# START OF STORED RECORDS

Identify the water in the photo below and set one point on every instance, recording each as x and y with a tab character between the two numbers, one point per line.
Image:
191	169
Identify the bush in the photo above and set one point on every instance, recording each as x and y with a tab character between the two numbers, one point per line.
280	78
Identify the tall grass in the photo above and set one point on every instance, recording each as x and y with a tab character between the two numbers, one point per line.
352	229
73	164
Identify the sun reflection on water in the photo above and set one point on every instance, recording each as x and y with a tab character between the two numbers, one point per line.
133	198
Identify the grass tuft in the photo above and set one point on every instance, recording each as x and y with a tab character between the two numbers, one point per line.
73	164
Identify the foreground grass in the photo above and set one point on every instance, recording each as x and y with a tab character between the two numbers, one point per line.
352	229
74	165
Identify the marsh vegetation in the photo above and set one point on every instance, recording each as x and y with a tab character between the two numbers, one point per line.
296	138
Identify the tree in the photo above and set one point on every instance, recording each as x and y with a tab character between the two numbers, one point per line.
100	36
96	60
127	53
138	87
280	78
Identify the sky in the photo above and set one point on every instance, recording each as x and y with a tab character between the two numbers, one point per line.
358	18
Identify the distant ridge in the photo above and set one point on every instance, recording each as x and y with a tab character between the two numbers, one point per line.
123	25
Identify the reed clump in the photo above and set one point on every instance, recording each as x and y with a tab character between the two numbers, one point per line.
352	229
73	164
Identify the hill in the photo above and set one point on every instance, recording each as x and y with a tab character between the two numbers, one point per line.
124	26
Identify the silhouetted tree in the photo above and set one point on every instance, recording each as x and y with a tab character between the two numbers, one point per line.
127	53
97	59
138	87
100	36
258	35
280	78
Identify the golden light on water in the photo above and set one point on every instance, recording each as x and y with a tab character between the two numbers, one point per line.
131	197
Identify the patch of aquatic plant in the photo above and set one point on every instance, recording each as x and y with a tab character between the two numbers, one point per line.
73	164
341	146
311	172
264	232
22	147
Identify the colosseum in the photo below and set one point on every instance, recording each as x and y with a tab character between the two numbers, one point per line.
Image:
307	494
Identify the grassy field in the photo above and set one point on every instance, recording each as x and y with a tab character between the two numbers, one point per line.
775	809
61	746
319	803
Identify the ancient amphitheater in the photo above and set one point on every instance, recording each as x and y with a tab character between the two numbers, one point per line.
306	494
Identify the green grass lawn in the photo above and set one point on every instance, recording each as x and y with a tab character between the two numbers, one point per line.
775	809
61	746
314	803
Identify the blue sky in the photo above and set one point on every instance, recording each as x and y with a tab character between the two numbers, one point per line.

# END OF STORED RECORDS

◆ EXERCISE REQUIREMENTS: Return every record above exactly as it appears.

◆ REPLY TO THE TASK:
Identify the water in the photo below and set one point on every instance, recording each as x and y with a tab character between the two numbers, one point per line.
Image:
191	169
Identify the bush in the photo above and set one point on every instance, recording each as x and y with a tab character between the two numbers, one point per line.
280	78
Identify the tall grass in the photo above and set one point on every instance, recording each as x and y with a tab character between the two numbers, one point per line.
352	229
73	164
Identify the sun reflection on water in the photo above and set one point on every instance, recording each as x and y with a tab character between the two numbers, one point per line.
133	198
Identify the grass tuft in the photo above and set one point on every instance, recording each as x and y with a tab character between the two numbers, one point per line.
73	164
Identify the foreground grass in the photo above and set one point on every instance, recording each as x and y with a tab character between the two numbers, one point per line.
352	229
74	165
Identify the marsh vegetation in the photo above and set one point on every instance, recording each as x and y with a tab character between the two numbers, one point per line.
296	138
Identify the tree in the photo above and set one point on every instance, recording each as x and y with a tab character between the two numbers, one point per line.
100	36
96	60
127	53
138	87
280	78
Identify the sky in the photo above and set one point on every instance, recording each as x and y with a tab character between the two numbers, one point per line.
358	18
Identify the distant ridge in the photo above and set one point on every instance, recording each as x and y with a tab character between the two numbers, one point per line.
123	25
Identify the reed clump in the photo above and set one point on every instance, recording each as x and y with a tab character between the two numbers, one point per line.
352	229
73	164
Identify the hill in the photo above and set one point on every instance, recording each as x and y with a tab character between the two numbers, one point per line.
124	26
Identify the silhouetted tree in the photo above and set one point on every instance, recording each as x and y with a tab character between the two numbers, one point per line.
127	53
97	59
138	87
100	36
258	35
280	78
Identify the golden light on water in the photo above and set one point on every instance, recording each as x and y with a tab character between the two numbers, one point per line.
131	197
Identify the patch of aquatic plant in the photo above and set one point on every instance, recording each as x and y with a tab character between the two numbers, one point per line.
73	164
341	146
311	172
264	232
22	147
Identify the colosseum in the photo below and set one point on every instance, recording each as x and y with a tab character between the two numbers, one point per line.
Image:
307	494
Identify the grassy field in the photo above and set one point on every instance, recording each as x and y with a tab character between the two numbers, one point per line.
775	809
61	746
319	803
Identify the ancient amphitheater in the photo above and set one point on every instance, recording each as x and y with a tab character between the two numbers, one point per line.
306	494
Identify the green grass lawn in the photo above and set one point on every instance, recording each as x and y with a tab character between the two numbers, one point per line.
775	809
61	746
314	803
Identify the blue sky in the photo above and set one point on every instance, recording each as x and y with a tab character between the two numbers, one point per line.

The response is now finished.